▶ [DATA FOR REVIEW]:
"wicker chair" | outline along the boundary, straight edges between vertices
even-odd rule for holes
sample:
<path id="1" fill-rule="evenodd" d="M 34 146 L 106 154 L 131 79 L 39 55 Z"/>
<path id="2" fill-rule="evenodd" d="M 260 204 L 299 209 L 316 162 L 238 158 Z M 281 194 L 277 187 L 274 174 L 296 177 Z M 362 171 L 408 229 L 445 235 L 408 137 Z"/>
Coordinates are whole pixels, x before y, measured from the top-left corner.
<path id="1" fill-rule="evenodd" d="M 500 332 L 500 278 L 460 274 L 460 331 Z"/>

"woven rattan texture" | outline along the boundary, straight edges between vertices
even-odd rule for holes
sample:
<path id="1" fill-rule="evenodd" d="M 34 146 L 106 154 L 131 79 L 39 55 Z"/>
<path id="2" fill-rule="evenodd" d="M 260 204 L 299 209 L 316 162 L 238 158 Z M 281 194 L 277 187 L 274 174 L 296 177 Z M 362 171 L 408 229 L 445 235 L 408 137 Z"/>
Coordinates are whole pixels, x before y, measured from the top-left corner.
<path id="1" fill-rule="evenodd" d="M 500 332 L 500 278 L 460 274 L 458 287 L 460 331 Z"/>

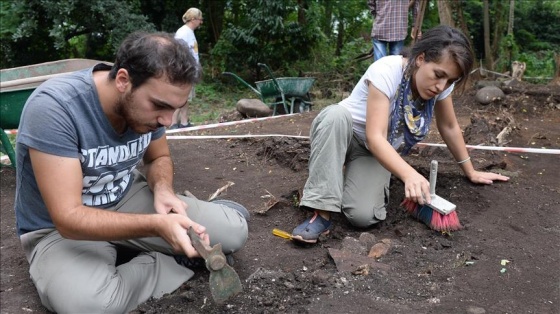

▶ [EXERCISE INSTRUCTIONS]: The records need to be restated word for word, minus any images.

▶ [COMPLETED EXERCISE]:
"wicker chair" | outline along the boundary, straight edges between vertices
even-odd rule for holes
sample:
<path id="1" fill-rule="evenodd" d="M 34 146 L 106 154 L 131 79 L 39 55 Z"/>
<path id="2" fill-rule="evenodd" d="M 260 204 L 299 209 L 316 162 L 238 158 Z M 281 194 L 277 187 L 274 174 L 296 177 Z M 362 171 L 408 229 L 445 235 L 408 137 Z"/>
Coordinates are whole pixels, x before y, measured from the top-left corner.
<path id="1" fill-rule="evenodd" d="M 500 332 L 500 278 L 460 274 L 460 331 Z"/>

"woven rattan texture" | outline along the boundary, straight edges between vertices
even-odd rule for holes
sample:
<path id="1" fill-rule="evenodd" d="M 34 146 L 106 154 L 131 79 L 39 55 Z"/>
<path id="2" fill-rule="evenodd" d="M 260 204 L 299 209 L 316 162 L 238 158 Z M 281 194 L 277 187 L 274 174 L 296 177 Z M 362 171 L 408 229 L 445 235 L 408 137 Z"/>
Coordinates are whole pixels, x before y, measured from the top-left corner.
<path id="1" fill-rule="evenodd" d="M 500 332 L 500 278 L 460 274 L 458 287 L 460 331 Z"/>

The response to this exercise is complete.